EXERCISE INSTRUCTIONS:
Scale the bounding-box coordinates in the answers by 1.4, rounding each to a whole number with halves rounded up. Rewrite every line from the start of the entries through the line holding "[830,745,901,781]", inclusive, keeping the requests unchanged and leaving out the pictures.

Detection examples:
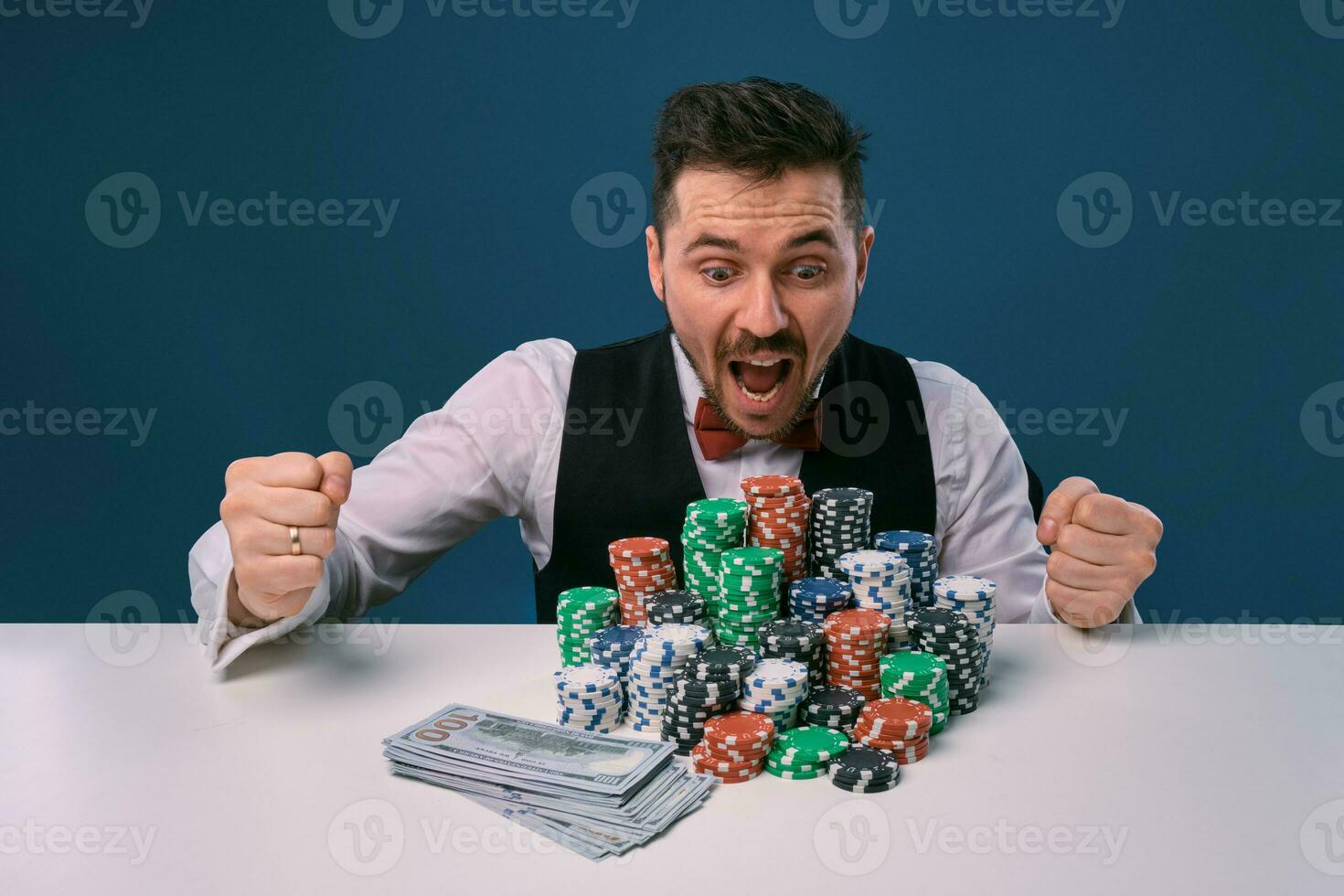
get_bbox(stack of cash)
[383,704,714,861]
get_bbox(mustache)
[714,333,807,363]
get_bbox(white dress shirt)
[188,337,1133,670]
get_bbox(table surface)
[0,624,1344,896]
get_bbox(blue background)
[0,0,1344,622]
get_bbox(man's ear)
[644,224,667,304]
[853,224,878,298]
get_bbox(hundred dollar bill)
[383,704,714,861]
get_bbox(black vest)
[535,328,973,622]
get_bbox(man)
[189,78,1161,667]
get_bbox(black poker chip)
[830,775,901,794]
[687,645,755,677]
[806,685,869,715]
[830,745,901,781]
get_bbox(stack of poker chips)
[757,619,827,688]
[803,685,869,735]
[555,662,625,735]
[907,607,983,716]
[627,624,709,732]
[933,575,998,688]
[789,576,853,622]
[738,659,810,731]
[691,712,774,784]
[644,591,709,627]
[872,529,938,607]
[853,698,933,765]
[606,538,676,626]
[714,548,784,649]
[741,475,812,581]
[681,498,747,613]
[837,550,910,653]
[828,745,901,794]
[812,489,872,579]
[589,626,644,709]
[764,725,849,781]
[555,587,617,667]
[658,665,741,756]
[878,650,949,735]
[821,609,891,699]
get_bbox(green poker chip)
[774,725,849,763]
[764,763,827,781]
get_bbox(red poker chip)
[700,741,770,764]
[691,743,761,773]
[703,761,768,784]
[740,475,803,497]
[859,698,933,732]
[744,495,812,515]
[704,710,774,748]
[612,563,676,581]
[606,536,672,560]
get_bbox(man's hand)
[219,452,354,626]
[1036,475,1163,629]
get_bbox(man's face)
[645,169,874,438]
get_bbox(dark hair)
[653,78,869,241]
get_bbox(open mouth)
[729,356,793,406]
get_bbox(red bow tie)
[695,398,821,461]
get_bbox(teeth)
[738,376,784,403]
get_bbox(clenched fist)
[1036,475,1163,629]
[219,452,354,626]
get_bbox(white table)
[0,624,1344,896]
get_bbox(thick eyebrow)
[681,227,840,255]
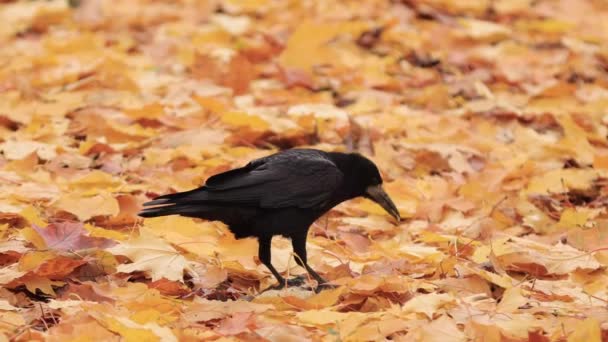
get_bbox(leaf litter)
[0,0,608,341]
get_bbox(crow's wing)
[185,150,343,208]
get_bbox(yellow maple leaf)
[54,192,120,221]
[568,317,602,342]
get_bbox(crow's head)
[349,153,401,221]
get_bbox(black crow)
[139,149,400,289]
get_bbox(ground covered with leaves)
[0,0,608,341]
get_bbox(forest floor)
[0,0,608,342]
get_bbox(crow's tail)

EXERCISE OUTPUT:
get_bbox(stack of cash)
[536,986,1000,1205]
get_bbox(mustache)
[1000,466,1130,508]
get_bbox(white dress shirt)
[263,472,1586,938]
get_bbox(table surface)
[0,874,1882,1254]
get_bbox(blue background)
[0,0,1882,871]
get_bbox(man's ear)
[902,314,934,426]
[1194,314,1229,417]
get_bbox(hundred dollar bill)
[536,986,1000,1205]
get_bbox(black vest)
[749,459,1362,871]
get_bbox(man)
[265,109,1625,934]
get_bbox(black poker chip)
[1162,1085,1261,1112]
[962,903,1057,948]
[1128,959,1217,1001]
[1162,1043,1261,1093]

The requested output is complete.